▸ **Data shown**:
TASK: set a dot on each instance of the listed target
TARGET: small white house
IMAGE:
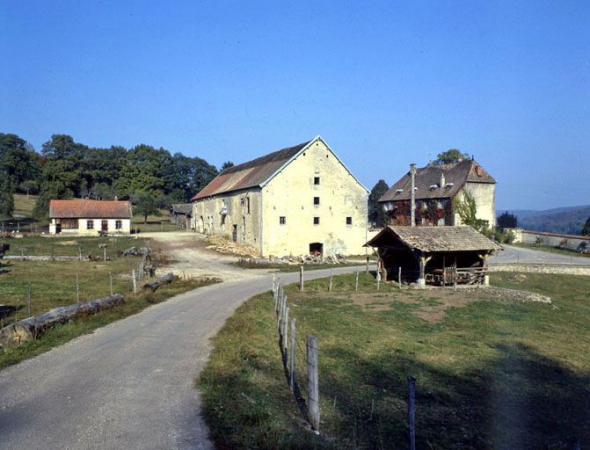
(89, 217)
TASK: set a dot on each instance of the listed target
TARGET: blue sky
(384, 83)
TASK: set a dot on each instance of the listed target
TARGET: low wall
(569, 241)
(560, 269)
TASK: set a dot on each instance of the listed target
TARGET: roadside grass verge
(490, 374)
(252, 264)
(61, 334)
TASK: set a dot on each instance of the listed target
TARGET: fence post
(313, 400)
(411, 413)
(134, 281)
(286, 338)
(30, 289)
(293, 342)
(77, 288)
(301, 279)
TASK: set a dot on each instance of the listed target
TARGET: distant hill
(568, 220)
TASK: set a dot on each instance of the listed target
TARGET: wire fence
(300, 358)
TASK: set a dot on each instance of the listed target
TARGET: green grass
(61, 334)
(46, 245)
(249, 264)
(54, 284)
(490, 374)
(154, 223)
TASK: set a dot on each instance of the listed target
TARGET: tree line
(67, 169)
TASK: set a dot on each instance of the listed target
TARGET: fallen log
(28, 329)
(166, 279)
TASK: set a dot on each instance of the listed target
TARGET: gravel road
(128, 385)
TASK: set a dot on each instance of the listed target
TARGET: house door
(316, 249)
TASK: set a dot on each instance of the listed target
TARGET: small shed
(181, 214)
(434, 255)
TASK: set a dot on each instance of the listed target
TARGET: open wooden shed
(434, 255)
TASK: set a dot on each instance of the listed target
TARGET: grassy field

▸ **What you need to do**: Copy each line of the listing exactly, skipping any picture.

▸ **Reply to the task**:
TASK: set a dot on each instance of the listed target
TARGET: small white house
IMAGE:
(89, 217)
TASK: set a dot on each instance of the listed target
TARGET: blue sky
(384, 83)
TASK: set a dot on each instance of the listed target
TARGET: low wall
(569, 241)
(560, 269)
TASK: set a dot on each instance of the listed target
TARGET: roadside grass verge
(490, 374)
(252, 264)
(61, 334)
TASK: set a dot on each instance of the listed target
TARGET: fence post
(313, 400)
(411, 413)
(134, 281)
(286, 338)
(30, 289)
(293, 342)
(77, 288)
(301, 279)
TASK: set a dot on each instance of the listed target
TARGET: distant hill
(568, 220)
TASK: set a dot on each instance of the listed target
TARGET: wire fence
(300, 358)
TASK: set a dot on each instance of the listed target
TARGET: green grass
(61, 334)
(46, 245)
(249, 264)
(54, 284)
(490, 374)
(154, 223)
TASK: set a dot on each instance of the listed target
TARGET: tree line
(67, 169)
TASK: set a dot on each instance of the listed target
TARGET: fallen log
(28, 329)
(166, 279)
TASK: set a dot on each instance of the listed target
TARGET: gravel road
(128, 385)
TASK: set a dot on each instance of the listed target
TARGET: house door
(316, 249)
TASK: set a dot on each instance of the listed target
TARGET: small shed
(181, 214)
(434, 255)
TASK: set a dot on each instance of the listed target
TARGET: open wooden shed
(434, 255)
TASK: set a dot on each instance of the listed target
TARGET: grassy field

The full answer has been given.